*What you will do*: A line belongs in the answer if it contains "foreground"; copy every such line from the entries below.

(Records contained in a dataset)

########

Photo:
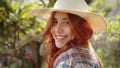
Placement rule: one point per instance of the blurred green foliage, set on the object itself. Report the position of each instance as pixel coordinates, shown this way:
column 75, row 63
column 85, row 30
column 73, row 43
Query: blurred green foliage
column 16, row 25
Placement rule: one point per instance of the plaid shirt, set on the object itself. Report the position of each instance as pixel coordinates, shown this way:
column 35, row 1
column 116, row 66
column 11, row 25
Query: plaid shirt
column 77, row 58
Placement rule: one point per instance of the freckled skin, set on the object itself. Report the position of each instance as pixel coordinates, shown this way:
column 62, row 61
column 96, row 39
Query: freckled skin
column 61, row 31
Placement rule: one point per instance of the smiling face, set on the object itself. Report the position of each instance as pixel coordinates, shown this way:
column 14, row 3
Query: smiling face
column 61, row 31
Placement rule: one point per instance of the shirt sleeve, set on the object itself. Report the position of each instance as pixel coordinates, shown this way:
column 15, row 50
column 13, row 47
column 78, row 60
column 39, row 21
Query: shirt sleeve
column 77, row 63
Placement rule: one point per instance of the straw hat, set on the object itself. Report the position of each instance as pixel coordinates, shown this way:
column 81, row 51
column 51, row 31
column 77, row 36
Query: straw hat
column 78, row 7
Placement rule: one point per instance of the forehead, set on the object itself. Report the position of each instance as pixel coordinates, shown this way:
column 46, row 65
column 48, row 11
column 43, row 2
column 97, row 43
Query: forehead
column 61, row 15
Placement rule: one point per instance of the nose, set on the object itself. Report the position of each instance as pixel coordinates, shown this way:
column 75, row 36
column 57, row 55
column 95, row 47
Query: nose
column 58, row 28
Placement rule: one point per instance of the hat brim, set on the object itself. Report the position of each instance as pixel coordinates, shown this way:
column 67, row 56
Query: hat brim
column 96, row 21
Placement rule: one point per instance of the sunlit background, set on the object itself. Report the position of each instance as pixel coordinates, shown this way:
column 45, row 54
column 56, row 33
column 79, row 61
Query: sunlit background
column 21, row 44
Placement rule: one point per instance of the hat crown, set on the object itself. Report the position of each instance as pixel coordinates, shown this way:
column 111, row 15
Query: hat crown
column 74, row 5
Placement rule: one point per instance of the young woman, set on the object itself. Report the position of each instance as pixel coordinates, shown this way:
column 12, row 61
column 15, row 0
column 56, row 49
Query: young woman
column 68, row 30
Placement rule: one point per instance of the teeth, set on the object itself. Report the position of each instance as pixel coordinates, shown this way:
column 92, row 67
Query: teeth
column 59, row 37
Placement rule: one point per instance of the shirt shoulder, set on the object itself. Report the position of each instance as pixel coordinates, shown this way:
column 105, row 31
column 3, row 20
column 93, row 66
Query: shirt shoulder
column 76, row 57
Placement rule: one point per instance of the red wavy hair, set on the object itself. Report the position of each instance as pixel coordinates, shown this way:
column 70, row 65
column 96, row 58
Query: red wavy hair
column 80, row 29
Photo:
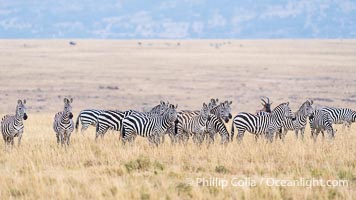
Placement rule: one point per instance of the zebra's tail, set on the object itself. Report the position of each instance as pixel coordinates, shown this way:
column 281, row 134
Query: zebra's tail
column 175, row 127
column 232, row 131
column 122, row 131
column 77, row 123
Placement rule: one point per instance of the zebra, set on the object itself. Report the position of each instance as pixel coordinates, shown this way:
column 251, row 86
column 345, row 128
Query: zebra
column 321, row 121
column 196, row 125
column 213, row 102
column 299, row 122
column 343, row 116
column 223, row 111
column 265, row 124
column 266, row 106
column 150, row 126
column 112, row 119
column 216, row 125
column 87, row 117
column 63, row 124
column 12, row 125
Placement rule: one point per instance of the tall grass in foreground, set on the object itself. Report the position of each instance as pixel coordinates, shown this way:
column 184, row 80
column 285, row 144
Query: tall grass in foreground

########

*Worked solution*:
Placement rule: one point per instance of the tall grass in foreground, set on the object itself. Report the position of each instance as pixel coordinates, shown this way:
Query: tall grass in foreground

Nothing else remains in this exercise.